• _OBJECTIF 1_
Pour chacune des affirmations (a), (b) et (c), dites si elle concorde avec le texte en répondant oui ou non, et citez à l'identique les mots du texte qui tranchent. (a) Le conjoint a adopté ce rythme de vie parce qu'on l'y a forcé. (b) La première petite-fille a aujourd'hui 20 ans. (c) Le texte mentionne trois enfants.
• _OBJECTIF 2_
Recopiez le passage du texte qui commence aux mots « Bien sûr, autour » et s'arrête après « de ma nature. ».

Lorsque j’ai connu mon conjoint actuel, il a d’abord souffert de mon horaire. Lorsque je n’allais pas me coucher le soir, il venait me voir en me disant : « Est-ce que tu viens te coucher bientôt? ». Ça me faisait sourire, et je lui disais : « Couche toi, ne m’attend pas, je ne suis pas prête ». Il repartait penaud et je sais qu’il ne comprenait pas.  Il a bien dû se rendre à l’évidence, je suis un oiseau de nuit. Et aujourd’hui, il a même adopté mon rythme sans que je l’y force.

Ma première petite-fille a hérité de cet amour de la nuit elle-aussi. Lorsqu’elle venait me visiter, enfant, et que nous passions quelques jours ensemble, ce n’est pas elle qui m’empêchait de dormir le matin, bien au contraire. Je me souviens qu’à 10 ans, elle se réveillait souvent aux mêmes heures que moi et nous déjeunions comme deux vieilles amies, qui savourent la vie à pleine dents, souvent à l’heure où les gens se préparent plutôt à prendre leur 2e repas de la journée. Même aujourd’hui, à 20 ans, je sais que la nuit elle est souvent bien éveillée, laissant quelques traces sur les réseaux sociaux.

Bien sûr, autour de nous, plusieurs ne comprennent pas ce mode de vie. Souvent, je me suis sentie coupable. Suis-je paresseuse? Suis-je une fainéante?  J’ai bien réussi ma vie. J’ai eu deux enfants, que j’ai amenés à l’âge adulte sans trop de mal. J’ai fait une belle carrière, des études supérieures. Je n’ai pas réussi à trouver un emploi qui me permette de vivre ma pleine nature, mais c’est certain que mon rythme de vie m’a permis de mettre à exécution plusieurs projets durant la nuit. Si mes matinées au travail n’étaient pas des plus productives, mes journées s’étiraient assez tard pour qu’aucun employeur n’ait souffert de ma nature.

Entrées conservées d'une collection
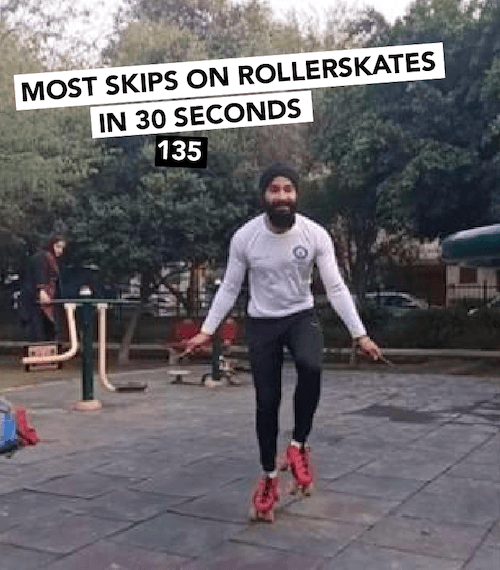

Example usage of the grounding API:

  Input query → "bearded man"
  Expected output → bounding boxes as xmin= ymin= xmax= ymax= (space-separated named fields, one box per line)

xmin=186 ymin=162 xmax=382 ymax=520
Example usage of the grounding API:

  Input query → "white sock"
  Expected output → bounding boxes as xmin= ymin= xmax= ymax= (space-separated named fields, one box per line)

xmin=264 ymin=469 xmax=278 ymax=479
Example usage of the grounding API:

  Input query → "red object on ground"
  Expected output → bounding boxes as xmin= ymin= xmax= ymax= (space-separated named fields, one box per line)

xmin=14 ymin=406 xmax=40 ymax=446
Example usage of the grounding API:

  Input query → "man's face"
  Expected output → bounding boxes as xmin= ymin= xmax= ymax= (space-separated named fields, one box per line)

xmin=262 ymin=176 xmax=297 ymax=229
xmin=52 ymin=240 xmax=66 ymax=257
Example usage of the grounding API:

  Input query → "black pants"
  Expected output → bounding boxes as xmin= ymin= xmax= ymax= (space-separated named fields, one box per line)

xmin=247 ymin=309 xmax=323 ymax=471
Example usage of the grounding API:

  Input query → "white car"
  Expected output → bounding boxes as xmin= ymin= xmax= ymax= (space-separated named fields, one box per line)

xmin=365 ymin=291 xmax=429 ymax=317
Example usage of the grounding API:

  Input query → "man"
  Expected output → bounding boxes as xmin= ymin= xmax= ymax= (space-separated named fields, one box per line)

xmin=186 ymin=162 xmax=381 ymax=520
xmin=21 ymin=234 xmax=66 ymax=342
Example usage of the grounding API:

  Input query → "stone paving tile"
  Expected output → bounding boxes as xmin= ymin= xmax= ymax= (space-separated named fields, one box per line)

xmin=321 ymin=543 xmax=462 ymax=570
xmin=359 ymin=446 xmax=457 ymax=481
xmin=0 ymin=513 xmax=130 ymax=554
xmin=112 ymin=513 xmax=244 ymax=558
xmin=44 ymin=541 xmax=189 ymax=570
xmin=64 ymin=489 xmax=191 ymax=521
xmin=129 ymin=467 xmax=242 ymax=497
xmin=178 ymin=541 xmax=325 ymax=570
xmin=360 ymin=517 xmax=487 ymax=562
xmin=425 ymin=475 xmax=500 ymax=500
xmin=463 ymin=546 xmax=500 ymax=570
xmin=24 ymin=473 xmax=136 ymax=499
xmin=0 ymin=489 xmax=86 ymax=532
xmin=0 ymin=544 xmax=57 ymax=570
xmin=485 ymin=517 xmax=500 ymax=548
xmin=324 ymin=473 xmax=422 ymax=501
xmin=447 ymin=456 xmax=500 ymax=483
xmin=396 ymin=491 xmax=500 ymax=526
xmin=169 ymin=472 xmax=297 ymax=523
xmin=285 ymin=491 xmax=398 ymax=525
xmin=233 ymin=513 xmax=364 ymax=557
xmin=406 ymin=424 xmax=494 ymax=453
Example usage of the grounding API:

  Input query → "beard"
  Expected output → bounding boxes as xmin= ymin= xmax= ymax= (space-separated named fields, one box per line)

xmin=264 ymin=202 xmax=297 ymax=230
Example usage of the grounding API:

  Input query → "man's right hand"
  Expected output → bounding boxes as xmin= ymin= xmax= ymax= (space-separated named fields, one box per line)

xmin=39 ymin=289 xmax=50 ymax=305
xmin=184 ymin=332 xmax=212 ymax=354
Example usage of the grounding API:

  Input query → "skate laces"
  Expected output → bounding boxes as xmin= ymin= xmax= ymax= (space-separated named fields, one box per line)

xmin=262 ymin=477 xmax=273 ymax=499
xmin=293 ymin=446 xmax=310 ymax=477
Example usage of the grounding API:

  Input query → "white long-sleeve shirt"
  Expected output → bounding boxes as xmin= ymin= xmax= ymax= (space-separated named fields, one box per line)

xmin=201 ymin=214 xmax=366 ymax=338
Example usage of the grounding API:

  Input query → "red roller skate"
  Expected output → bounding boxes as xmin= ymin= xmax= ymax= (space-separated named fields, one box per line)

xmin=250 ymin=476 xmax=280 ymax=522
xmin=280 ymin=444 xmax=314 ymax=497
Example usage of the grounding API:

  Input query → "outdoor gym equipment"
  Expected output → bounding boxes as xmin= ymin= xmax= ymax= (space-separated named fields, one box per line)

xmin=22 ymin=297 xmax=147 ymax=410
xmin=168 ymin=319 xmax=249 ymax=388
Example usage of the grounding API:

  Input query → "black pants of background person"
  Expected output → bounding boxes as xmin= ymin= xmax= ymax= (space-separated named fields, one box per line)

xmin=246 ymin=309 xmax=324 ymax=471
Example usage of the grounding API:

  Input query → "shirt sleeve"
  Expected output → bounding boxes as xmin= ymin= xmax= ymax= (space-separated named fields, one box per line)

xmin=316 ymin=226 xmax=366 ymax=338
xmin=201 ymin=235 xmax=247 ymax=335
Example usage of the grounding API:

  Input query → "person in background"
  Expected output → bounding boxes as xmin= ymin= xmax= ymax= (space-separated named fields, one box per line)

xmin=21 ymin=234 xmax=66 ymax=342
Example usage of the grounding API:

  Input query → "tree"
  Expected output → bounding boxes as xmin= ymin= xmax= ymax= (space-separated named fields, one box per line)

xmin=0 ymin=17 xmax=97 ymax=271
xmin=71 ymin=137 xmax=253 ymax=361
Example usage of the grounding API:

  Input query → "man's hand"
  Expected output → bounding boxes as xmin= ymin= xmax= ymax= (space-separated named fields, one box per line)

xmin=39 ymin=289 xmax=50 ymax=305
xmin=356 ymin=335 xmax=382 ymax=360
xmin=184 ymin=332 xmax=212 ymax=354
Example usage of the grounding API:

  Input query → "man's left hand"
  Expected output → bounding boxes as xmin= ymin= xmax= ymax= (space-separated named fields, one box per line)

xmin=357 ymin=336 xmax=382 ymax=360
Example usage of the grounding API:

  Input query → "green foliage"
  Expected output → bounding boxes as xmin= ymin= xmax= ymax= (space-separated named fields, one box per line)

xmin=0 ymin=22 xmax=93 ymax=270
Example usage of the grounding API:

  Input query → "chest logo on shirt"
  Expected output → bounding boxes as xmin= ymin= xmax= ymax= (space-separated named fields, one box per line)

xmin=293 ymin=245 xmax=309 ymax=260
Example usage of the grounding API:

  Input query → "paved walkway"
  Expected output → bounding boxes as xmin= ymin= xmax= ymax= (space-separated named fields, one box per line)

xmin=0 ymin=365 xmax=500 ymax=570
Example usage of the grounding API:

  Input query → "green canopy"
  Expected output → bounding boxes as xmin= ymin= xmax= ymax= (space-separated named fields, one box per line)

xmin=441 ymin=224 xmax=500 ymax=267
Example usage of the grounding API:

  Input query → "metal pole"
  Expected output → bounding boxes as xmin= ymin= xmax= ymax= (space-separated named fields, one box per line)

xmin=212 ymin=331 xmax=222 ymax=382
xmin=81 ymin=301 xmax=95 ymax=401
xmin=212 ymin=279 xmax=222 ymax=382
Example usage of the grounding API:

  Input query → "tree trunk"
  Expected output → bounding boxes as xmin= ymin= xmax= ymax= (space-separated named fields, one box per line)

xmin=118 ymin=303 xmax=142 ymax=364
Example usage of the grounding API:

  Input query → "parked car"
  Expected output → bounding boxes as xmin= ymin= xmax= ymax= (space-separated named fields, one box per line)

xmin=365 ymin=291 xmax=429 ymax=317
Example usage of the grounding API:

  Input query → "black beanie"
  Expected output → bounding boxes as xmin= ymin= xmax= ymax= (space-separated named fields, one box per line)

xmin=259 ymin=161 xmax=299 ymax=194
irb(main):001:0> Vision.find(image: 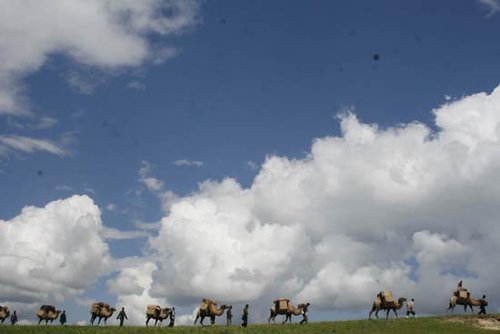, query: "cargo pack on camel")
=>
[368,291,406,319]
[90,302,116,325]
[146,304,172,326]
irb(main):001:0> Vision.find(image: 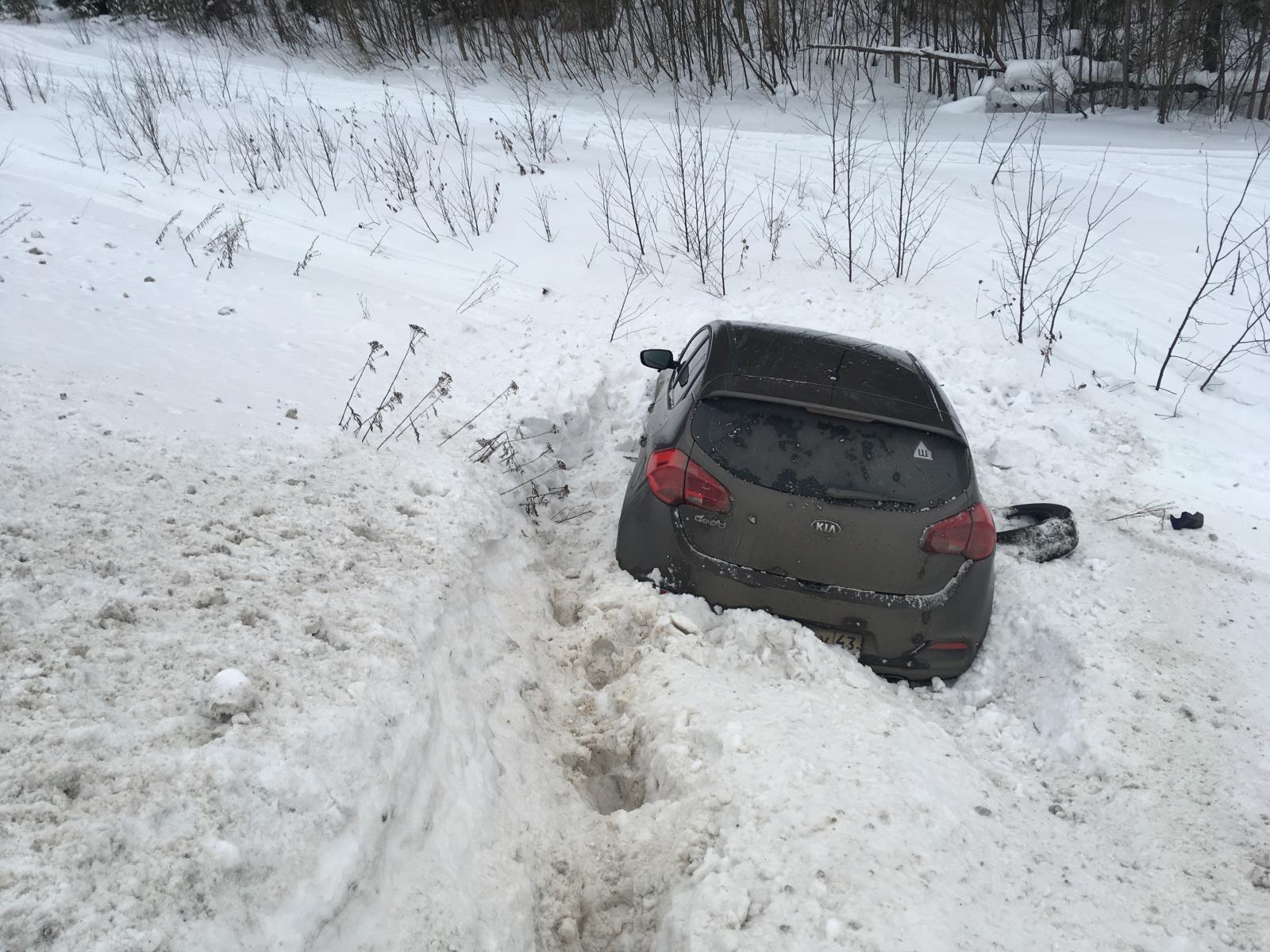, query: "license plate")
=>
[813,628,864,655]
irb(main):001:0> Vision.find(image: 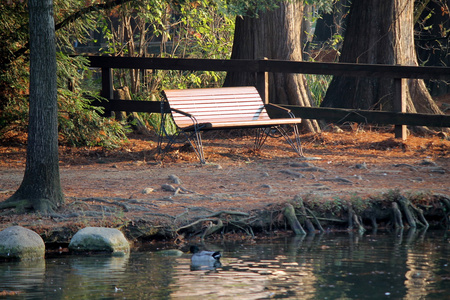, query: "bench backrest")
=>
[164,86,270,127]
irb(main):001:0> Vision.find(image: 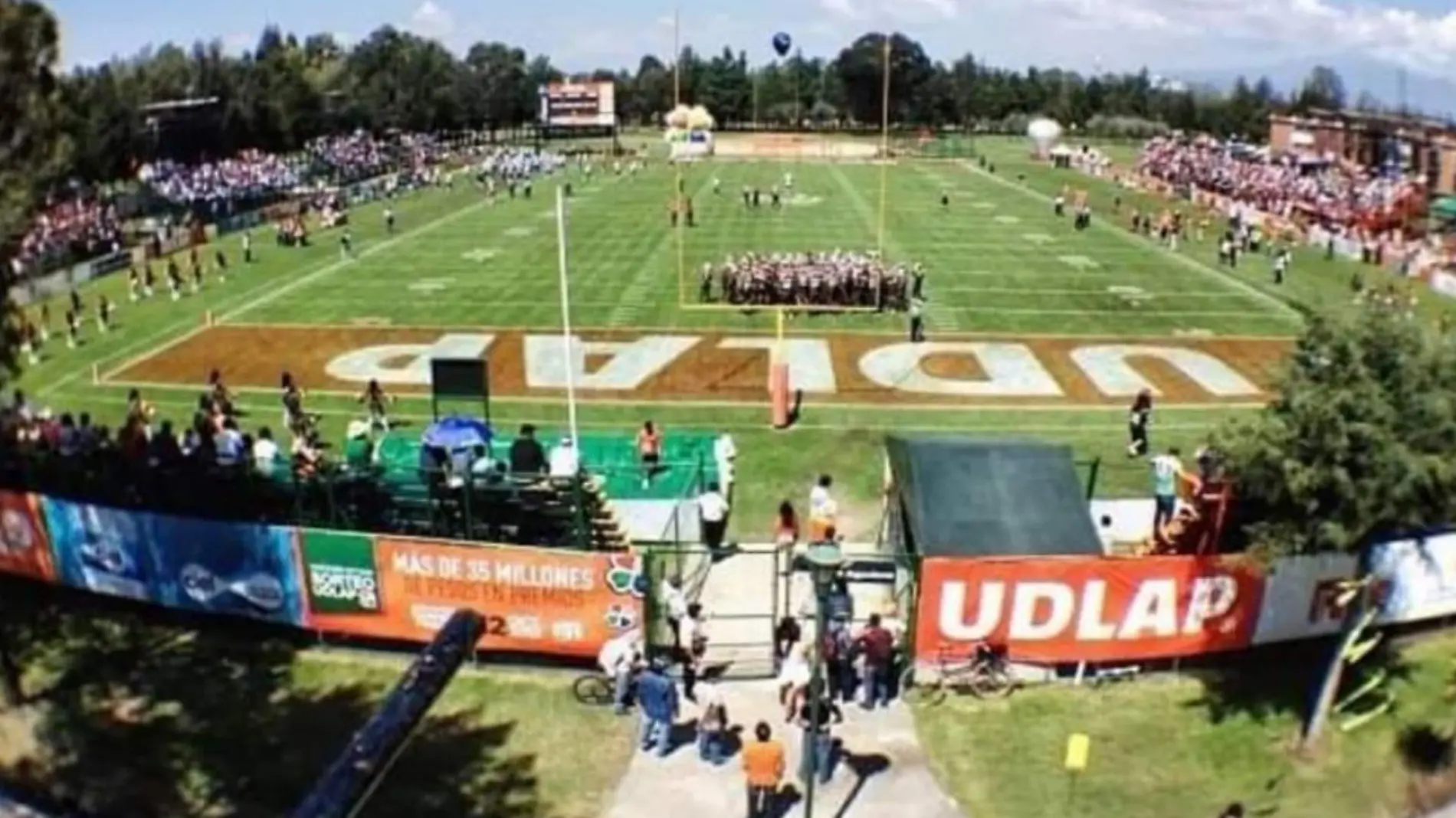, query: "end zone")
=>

• _RÉSULTAT 1_
(a) Non : « il a même adopté mon rythme sans que je l’y force ».
(b) Oui : « Même aujourd’hui, à 20 ans ».
(c) Non : « J’ai eu deux enfants ».

• _RÉSULTAT 2_
Bien sûr, autour de nous, plusieurs ne comprennent pas ce mode de vie. Souvent, je me suis sentie coupable. Suis-je paresseuse? Suis-je une fainéante?  J’ai bien réussi ma vie. J’ai eu deux enfants, que j’ai amenés à l’âge adulte sans trop de mal. J’ai fait une belle carrière, des études supérieures. Je n’ai pas réussi à trouver un emploi qui me permette de vivre ma pleine nature, mais c’est certain que mon rythme de vie m’a permis de mettre à exécution plusieurs projets durant la nuit. Si mes matinées au travail n’étaient pas des plus productives, mes journées s’étiraient assez tard pour qu’aucun employeur n’ait souffert de ma nature.